(Data extracted from a collection)

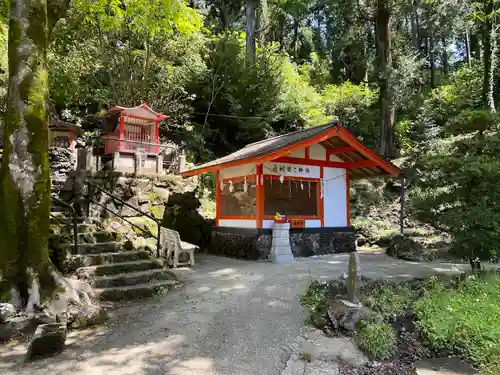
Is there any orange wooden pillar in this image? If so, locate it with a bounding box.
[255,164,264,228]
[345,169,351,227]
[318,167,326,228]
[215,171,221,226]
[115,114,126,151]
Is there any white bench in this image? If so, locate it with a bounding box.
[160,228,198,268]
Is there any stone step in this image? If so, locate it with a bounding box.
[75,251,150,267]
[61,242,123,255]
[52,223,96,234]
[78,231,120,244]
[50,204,68,212]
[90,269,175,288]
[50,216,85,225]
[49,231,119,250]
[76,259,163,277]
[95,280,180,301]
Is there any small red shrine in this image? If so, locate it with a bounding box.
[49,119,82,150]
[96,103,168,173]
[102,104,168,155]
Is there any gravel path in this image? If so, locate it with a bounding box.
[0,254,468,375]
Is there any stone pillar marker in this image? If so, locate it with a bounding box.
[347,251,361,303]
[267,223,295,263]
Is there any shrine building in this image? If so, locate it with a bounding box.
[182,121,401,259]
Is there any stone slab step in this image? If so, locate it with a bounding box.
[78,231,119,244]
[52,223,96,233]
[50,216,85,225]
[75,251,150,267]
[96,280,180,301]
[76,259,163,277]
[61,242,123,255]
[90,269,176,289]
[49,231,119,244]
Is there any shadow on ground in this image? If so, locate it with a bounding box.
[0,254,470,375]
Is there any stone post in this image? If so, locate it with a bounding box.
[76,147,92,171]
[267,223,295,263]
[111,152,120,171]
[178,150,186,173]
[347,251,361,303]
[156,155,163,174]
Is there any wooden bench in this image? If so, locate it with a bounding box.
[160,228,198,268]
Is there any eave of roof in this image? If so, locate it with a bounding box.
[182,121,401,178]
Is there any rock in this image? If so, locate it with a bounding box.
[339,307,377,332]
[327,300,379,331]
[357,234,367,246]
[304,361,340,375]
[0,303,16,323]
[26,323,67,361]
[0,316,33,342]
[68,305,108,328]
[0,312,56,342]
[347,252,361,303]
[387,235,423,261]
[302,335,368,366]
[415,358,477,375]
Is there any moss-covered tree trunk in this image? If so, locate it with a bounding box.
[0,0,55,306]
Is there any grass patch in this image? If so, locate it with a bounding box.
[356,323,397,359]
[413,272,500,368]
[361,281,415,320]
[299,352,314,363]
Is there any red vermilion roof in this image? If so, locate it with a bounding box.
[182,121,401,178]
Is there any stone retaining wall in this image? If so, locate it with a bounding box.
[208,228,356,260]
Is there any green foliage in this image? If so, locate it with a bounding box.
[356,323,397,359]
[410,132,500,259]
[322,82,378,146]
[414,272,500,366]
[300,280,327,328]
[446,109,498,135]
[361,282,413,320]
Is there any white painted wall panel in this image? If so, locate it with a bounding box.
[262,220,274,228]
[323,168,347,227]
[220,163,256,179]
[309,144,326,160]
[330,155,345,163]
[288,148,306,158]
[264,163,320,178]
[306,220,321,228]
[219,219,257,228]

> _Your task_
Please write out the records above again, replacing each "bounding box" with "rectangle" and changing nothing else. Leave the pictures out.

> _Result_
Is there any orange wooden pillar in this image? If so, locate it with a rectangle.
[255,164,264,228]
[345,169,351,227]
[318,167,326,228]
[215,171,221,226]
[115,114,126,151]
Is there any white bench in this image? If so, locate it with a rectangle.
[160,228,198,268]
Is there any stone step in this image? If so, locate it with a rectangle.
[75,251,150,267]
[61,242,123,255]
[52,223,96,234]
[78,231,120,244]
[50,204,68,212]
[90,269,175,288]
[50,216,85,225]
[49,231,119,250]
[76,259,163,277]
[95,280,180,301]
Is there any small red shrine in this image? If so, locate it with a rectangle.
[49,119,82,150]
[96,103,168,173]
[102,104,168,155]
Is there any gravel path in this image? If so, locate it with a rectangle.
[0,254,468,375]
Is there any stone pillar marker in this image? If so, locate it with a rectangle.
[347,251,361,303]
[267,223,295,263]
Is there any shrine building in this image? If so, locate it with a rectangle.
[182,121,401,259]
Is there any stone slab step in this image? If so, locate it with a rectangle.
[78,231,119,244]
[52,223,96,233]
[50,216,85,225]
[75,251,150,267]
[96,280,180,301]
[76,259,163,277]
[61,242,123,255]
[90,269,176,289]
[49,231,119,244]
Is there any shadow on ground in this image? If so, locate it with a rectangle.
[0,254,470,375]
Is there any stone post in this image? If so, locate it with a rectangle.
[76,147,92,171]
[267,223,295,263]
[111,152,120,171]
[178,150,186,173]
[347,251,361,303]
[156,155,163,174]
Is there any wooden bench in this image? If so, locate it with a rectangle.
[160,228,198,268]
Is there any eave of roof in this image? If so, locate it with a rectangle.
[182,121,401,178]
Is there any rock in this image? If so, locate it with a rectangle.
[339,307,377,332]
[327,300,379,331]
[357,234,367,246]
[304,361,340,375]
[0,303,16,323]
[26,323,67,361]
[0,316,33,342]
[68,305,108,328]
[0,312,56,342]
[347,252,361,303]
[387,235,423,261]
[302,335,368,366]
[415,358,477,375]
Is there any moss-covered tree trunk in this image? If so, locate it with a rectangle.
[0,0,55,306]
Is there any grass patch in this image? If so, locate it with a rectangle.
[356,323,397,359]
[413,272,500,368]
[361,281,415,320]
[299,352,314,363]
Is there any red vermilion roof in this image? If so, locate it with a rectangle.
[182,121,401,178]
Is there any stone retaining wall in this image? If so, locate it with a rectangle.
[208,228,356,260]
Is there any green foliage in this image? If so, locate it with a rectangle.
[356,323,397,359]
[410,132,500,259]
[322,82,378,146]
[414,272,500,366]
[300,280,327,328]
[446,109,498,135]
[361,282,413,320]
Is there any white painted wall panel in this image? If so, locate it with a rectangle.
[262,220,274,228]
[323,168,347,227]
[220,163,256,179]
[309,144,326,160]
[330,155,345,163]
[288,148,306,158]
[264,163,320,178]
[306,220,321,228]
[219,219,257,228]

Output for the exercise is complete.